*Estratto fornito*:
——————
Solo chi ama può star certo di essere sempre a contatto con la verità, che in
realtà
è
troppo assoluta per essere capita dalla sua mente. Perciò chi si attiene alla
verità del vangelo teme di perderla per un mancamento nell'amore, non nella
conoscenza. In questo caso egli
è
umile, quindi saggio. Ma
scientia inflat.
La conoscenza gonfia l'uomo come un pallone e gli conferisce una completezza
precaria per la quale egli crede di possedere tutte le dimensioni di una verità
la cui totalità
è
negata agli altri. E finisce per ciò di sentirsi in dovere, in virtù della sua
superiore conoscenza, di punire coloro che non partecipano alla sua verità. Come
può amare gli altri, egli pensa, se non imponendo loro la verità che altrimenti
essi insulterebbero o trascurerebbero? Questa
è
la
tentazione.
——————
*Sfida 1*:
Nel brano sull'amore e la verità, per quale mancamento teme di perdere la verità chi si attiene al vangelo?
*Sfida 2*:
Prosegui il brano sull'amore e la verità dal punto in cui si ferma.
——————
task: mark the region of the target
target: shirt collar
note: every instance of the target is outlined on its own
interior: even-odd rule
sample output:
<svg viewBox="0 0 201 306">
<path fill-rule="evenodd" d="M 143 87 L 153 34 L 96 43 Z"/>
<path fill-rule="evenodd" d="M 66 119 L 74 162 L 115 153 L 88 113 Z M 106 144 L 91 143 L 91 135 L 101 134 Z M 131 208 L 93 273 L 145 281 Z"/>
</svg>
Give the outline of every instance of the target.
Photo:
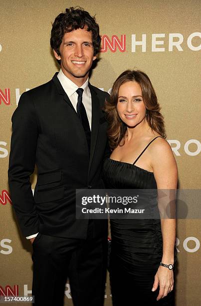
<svg viewBox="0 0 201 306">
<path fill-rule="evenodd" d="M 77 85 L 73 83 L 68 78 L 65 76 L 64 74 L 60 70 L 57 74 L 59 79 L 64 91 L 66 92 L 68 96 L 70 96 L 75 92 L 78 88 L 82 88 L 86 95 L 91 98 L 91 92 L 89 88 L 89 78 L 87 78 L 86 82 L 82 86 L 79 88 Z"/>
</svg>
——————
*Risposta attesa 1*:
Per un mancamento nell'amore, non nella conoscenza.

*Risposta attesa 2*:
Pag. 88-90
La
fede religiosa. al suo livello più profondo, è anche inevitabilmente un
principio di libertà. Difendere la propria fede equivale a difendere la propria
libertà e, almeno implicitamente, la libertà di tutti. Libertà da che cosa, e
per che cosa? Libertà da un potere che non è immanente e personale, un potere
dell'amore. La fede religiosa, nel senso più elevato, è quindi sempre una
liberazione dal dominio di ciò che
è
al
disotto dell'uomo o esteriore all'uomo.
Chi
riceve la grazia di questo tipo di illuminazione religiosa ottiene una libertà e
un'esperienza che non lo lasciano più completamente soggetto alle forze della
natura, ai propri bisogni fisici ed emotivi, alle imposizioni puramente esterne
e umane della società, alla tirannia della dittatura. Vale a dire che il suo
atteggiamento nei confronti della vita è indipendente dal potere inevitabilmente
esercitato su di lui, all'esterno, dalle forze naturali, dalle prove e dalle
difficoltà della vita, dalle pressioni di una collettività non sempre
ragionevole.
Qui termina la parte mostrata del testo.